==== Data for this exercise ====
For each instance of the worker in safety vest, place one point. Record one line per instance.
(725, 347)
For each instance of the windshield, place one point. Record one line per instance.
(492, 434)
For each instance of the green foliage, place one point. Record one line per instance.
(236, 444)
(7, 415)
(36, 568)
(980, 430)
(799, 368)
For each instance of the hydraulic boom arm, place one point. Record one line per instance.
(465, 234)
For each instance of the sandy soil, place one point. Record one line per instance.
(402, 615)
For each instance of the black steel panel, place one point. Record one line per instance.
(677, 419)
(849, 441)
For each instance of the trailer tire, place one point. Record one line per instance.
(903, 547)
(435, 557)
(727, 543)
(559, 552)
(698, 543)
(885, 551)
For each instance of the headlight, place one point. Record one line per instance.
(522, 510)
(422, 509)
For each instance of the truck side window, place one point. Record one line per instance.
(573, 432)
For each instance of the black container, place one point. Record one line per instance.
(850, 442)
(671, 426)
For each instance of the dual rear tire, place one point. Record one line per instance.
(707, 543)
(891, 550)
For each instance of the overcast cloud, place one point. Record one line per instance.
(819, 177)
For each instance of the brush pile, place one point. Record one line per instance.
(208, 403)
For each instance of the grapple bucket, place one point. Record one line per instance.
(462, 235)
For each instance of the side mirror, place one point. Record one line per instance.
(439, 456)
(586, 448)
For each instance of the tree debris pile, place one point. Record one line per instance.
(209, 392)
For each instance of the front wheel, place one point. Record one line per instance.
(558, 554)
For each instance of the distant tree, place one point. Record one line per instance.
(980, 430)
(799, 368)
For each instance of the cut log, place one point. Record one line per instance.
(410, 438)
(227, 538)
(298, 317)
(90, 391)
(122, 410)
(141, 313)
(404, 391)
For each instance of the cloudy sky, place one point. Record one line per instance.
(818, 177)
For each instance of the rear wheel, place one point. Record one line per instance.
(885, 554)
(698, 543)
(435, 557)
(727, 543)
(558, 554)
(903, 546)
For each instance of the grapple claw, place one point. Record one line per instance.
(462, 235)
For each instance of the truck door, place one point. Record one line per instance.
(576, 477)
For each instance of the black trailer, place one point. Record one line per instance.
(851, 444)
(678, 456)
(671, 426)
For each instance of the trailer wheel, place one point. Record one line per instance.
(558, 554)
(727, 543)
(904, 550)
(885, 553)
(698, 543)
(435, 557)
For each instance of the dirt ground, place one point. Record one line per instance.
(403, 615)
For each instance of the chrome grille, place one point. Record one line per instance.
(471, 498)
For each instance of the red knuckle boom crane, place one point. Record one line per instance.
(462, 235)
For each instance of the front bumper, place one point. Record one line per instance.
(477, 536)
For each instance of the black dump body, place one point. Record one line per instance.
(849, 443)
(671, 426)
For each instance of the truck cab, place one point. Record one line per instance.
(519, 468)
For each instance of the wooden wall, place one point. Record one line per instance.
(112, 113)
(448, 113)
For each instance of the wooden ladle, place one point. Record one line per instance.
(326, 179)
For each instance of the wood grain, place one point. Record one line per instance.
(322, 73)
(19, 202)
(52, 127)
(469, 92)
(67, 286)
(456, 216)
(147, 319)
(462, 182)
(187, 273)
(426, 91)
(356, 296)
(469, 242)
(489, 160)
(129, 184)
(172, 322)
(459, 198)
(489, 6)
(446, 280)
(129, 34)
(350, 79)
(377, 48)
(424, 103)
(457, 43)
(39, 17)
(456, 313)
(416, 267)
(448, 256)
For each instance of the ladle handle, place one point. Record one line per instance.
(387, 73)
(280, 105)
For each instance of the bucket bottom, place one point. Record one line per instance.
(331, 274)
====
§ Task details
Set the data down again in full. Keep it exact.

§ Solution to this problem
For each instance of the worker in safety vest, place one point. Record one line per instance.
(725, 347)
For each instance of the windshield, place one point. Record one line per instance.
(492, 434)
For each instance of the green foliage, place one point. Record one line per instance.
(236, 444)
(7, 415)
(36, 568)
(980, 430)
(799, 368)
For each instance of the hydraulic boom arm, place one point. Record one line per instance.
(465, 234)
For each instance of the sandy soil, place one point. Record one line per instance.
(402, 615)
For each instance of the black steel panel, place one point. Record one line per instance.
(677, 419)
(849, 441)
For each instance of the trailer tire, place one point. Record one line per instance.
(903, 547)
(435, 557)
(727, 543)
(559, 552)
(698, 543)
(885, 551)
For each instance of the headlight, place one point. Record one line per instance.
(522, 510)
(422, 509)
For each instance of the truck side window, place one point. Record one line per instance.
(573, 432)
For each instance of the black container, place one point. Record one line per instance.
(850, 442)
(671, 426)
For each instance of the dual rear tire, place one point. Record one line per instance.
(707, 543)
(891, 550)
For each instance of the overcast cloud, place one point. Record one line per instance.
(819, 177)
For each instance of the brush pile, place one point. Record one line per instance.
(208, 403)
For each instance of the grapple bucket, place one point. Record one line per instance.
(462, 235)
For each instance of the side mirror, place one point. Record one line per instance.
(439, 456)
(586, 448)
For each instance of the tree debris pile, place one point. Record one line per instance.
(209, 392)
For each instance of the front wheel, place one point. Record one line per instance.
(558, 554)
For each instance of the distant tree, place one point. Record one line per instance.
(980, 430)
(799, 368)
For each instance of the cut log, place one point. Record one line per instance.
(410, 438)
(227, 538)
(298, 317)
(90, 391)
(122, 410)
(141, 313)
(404, 391)
For each instance of the cloudy sky, place one point. Record one line per instance.
(818, 177)
For each instance of the rear wheel, place one point. Record one line per instance.
(885, 554)
(698, 543)
(435, 557)
(727, 543)
(558, 554)
(903, 546)
For each instance of the grapple claw, place one point. Record one line per instance.
(462, 235)
For each instance of the truck door, place one point. Record one line per instance.
(576, 477)
For each instance of the black trailer, place one point. Record one line per instance.
(851, 444)
(678, 456)
(671, 426)
For each instance of the trailer wheel, place one point. Record one line per instance.
(558, 554)
(727, 543)
(904, 550)
(885, 553)
(698, 543)
(435, 557)
For each instance of the dirt ground, place one point. Record one line per instance.
(403, 615)
For each instance of the chrome grille, place one point. Record one line per instance.
(471, 498)
For each instance of the red knuckle boom crane, place one point. Record one line per instance.
(462, 235)
For each instance of the front bumper, place one point. Record one line per instance.
(477, 536)
For each instance of the black dump body, place one point. Record one line per instance.
(849, 443)
(671, 426)
For each instance of the truck cab, place one point. Record one line per instance.
(519, 468)
For each instance of the wooden wall, place one point. Record one line per instance.
(112, 113)
(448, 113)
For each instance of the wooden ladle, place one point. Record one line per instance.
(326, 179)
For each instance of the wood grain, place one point. Record one line per instance.
(322, 73)
(19, 202)
(52, 127)
(469, 92)
(67, 286)
(456, 216)
(147, 319)
(462, 182)
(187, 273)
(426, 91)
(356, 296)
(469, 242)
(489, 160)
(129, 184)
(172, 322)
(459, 198)
(489, 6)
(446, 280)
(129, 34)
(350, 79)
(377, 48)
(424, 103)
(457, 43)
(39, 17)
(456, 313)
(416, 267)
(448, 256)
For each instance of the ladle handle, place one point. Record one line per instance.
(387, 73)
(280, 105)
For each instance of the bucket bottom, place one point. Record one line per instance.
(331, 274)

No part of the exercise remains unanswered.